:: Aim ::
Pick out every line in the items below that contains the string "stripe", and copy each one. Case counts.

....................

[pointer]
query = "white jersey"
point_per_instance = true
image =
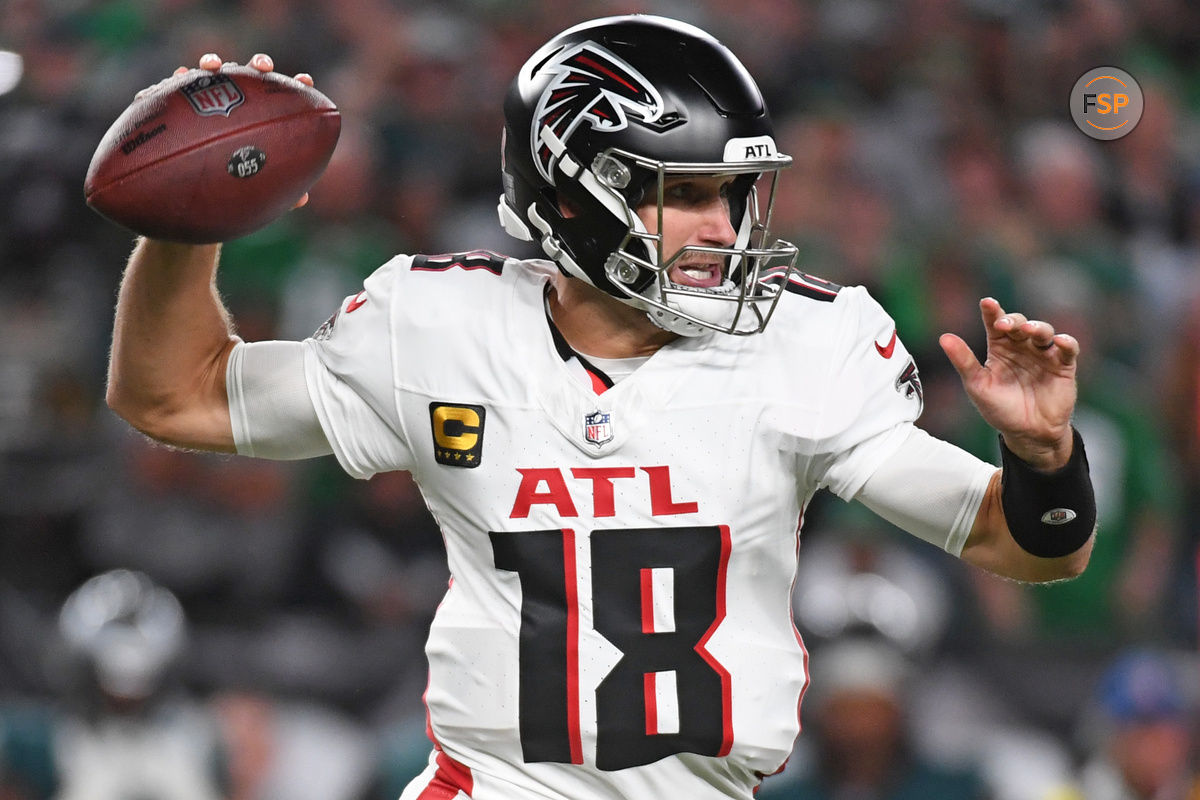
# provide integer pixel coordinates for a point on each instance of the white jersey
(618, 621)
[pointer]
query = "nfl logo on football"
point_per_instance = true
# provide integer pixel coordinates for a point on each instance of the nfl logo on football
(211, 95)
(598, 427)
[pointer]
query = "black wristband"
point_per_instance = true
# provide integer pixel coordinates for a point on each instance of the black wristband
(1049, 513)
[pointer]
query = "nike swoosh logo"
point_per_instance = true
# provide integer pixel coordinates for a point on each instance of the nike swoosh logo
(886, 350)
(359, 299)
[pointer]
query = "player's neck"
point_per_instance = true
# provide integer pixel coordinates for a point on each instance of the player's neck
(599, 325)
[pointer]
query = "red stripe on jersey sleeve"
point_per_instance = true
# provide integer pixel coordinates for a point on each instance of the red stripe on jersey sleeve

....................

:: Answer for this exercise ::
query = "red stripe on jersey sleeve"
# provide integer pixel coordinates for a point on each instance of the red stripe on jersey sleeve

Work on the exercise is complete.